* _Assignment_: Copy every record word for word.

* _Extracted entries_:
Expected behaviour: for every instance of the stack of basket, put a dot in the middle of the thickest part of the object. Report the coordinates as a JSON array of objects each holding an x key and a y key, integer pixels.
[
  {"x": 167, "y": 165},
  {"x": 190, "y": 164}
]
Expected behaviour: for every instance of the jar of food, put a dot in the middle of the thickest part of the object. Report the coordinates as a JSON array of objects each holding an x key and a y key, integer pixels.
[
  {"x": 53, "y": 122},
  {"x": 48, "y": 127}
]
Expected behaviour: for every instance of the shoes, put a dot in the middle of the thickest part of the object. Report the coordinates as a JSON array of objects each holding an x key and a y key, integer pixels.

* _Answer box_:
Expected behaviour: for every instance of the stack of basket, put a dot in the middle of the thickest part of the object. Report the coordinates as a JSON array of objects each holding an x key and a y key, integer pixels.
[
  {"x": 167, "y": 165},
  {"x": 190, "y": 164}
]
Expected behaviour: for every instance of the jar of food, put a dot in the middle of the thickest part of the object. Report the coordinates as a JSON array of objects each holding an x key and a y key, integer pixels.
[
  {"x": 53, "y": 122},
  {"x": 48, "y": 127}
]
Expected behaviour: for every instance of the shoes, put a dot in the middle of the thickest part of the object. Report the coordinates as a JSON array of objects each holding an x key and a y key, integer pixels.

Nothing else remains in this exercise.